──────── Source data ────────
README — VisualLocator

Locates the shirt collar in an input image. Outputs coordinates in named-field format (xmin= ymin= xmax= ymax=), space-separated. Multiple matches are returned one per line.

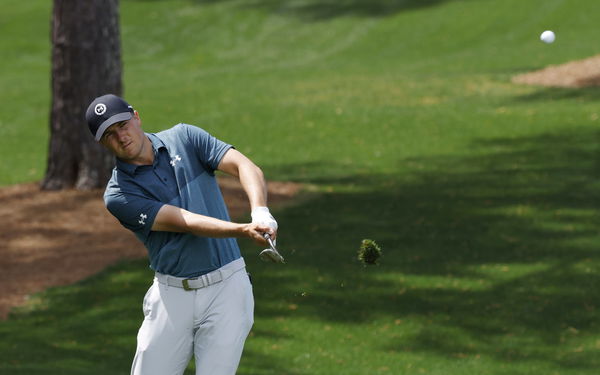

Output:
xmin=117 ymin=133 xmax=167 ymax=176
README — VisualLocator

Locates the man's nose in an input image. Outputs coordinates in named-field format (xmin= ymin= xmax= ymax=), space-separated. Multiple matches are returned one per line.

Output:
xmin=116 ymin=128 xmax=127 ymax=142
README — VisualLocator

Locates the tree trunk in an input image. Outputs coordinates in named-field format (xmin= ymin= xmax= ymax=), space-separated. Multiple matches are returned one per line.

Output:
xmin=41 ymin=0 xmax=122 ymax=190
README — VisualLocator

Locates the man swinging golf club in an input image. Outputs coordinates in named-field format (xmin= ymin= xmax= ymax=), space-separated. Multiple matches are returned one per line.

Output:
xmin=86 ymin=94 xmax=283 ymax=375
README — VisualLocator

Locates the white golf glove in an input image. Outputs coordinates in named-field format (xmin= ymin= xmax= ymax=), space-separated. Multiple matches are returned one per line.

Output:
────────
## Written task
Convert the listing, from its first line through the line containing "xmin=41 ymin=0 xmax=122 ymax=190", into a Markdown table with the columns Row and Line, omitting blank lines and pictures.

## Solution to the exercise
| Row | Line |
|---|---|
| 1 | README — VisualLocator |
| 2 | Locates the shirt collar in an input image. Outputs coordinates in named-field format (xmin= ymin= xmax= ymax=), space-separated. Multiple matches are returned one per line. |
| 3 | Output: |
| 4 | xmin=117 ymin=133 xmax=167 ymax=176 |
| 5 | README — VisualLocator |
| 6 | Locates the man's nose in an input image. Outputs coordinates in named-field format (xmin= ymin= xmax= ymax=), space-separated. Multiple matches are returned one per line. |
| 7 | Output: |
| 8 | xmin=116 ymin=128 xmax=127 ymax=142 |
| 9 | README — VisualLocator |
| 10 | Locates the tree trunk in an input image. Outputs coordinates in named-field format (xmin= ymin= xmax= ymax=), space-separated. Multiple matches are returned one per line. |
| 11 | Output: |
| 12 | xmin=41 ymin=0 xmax=122 ymax=190 |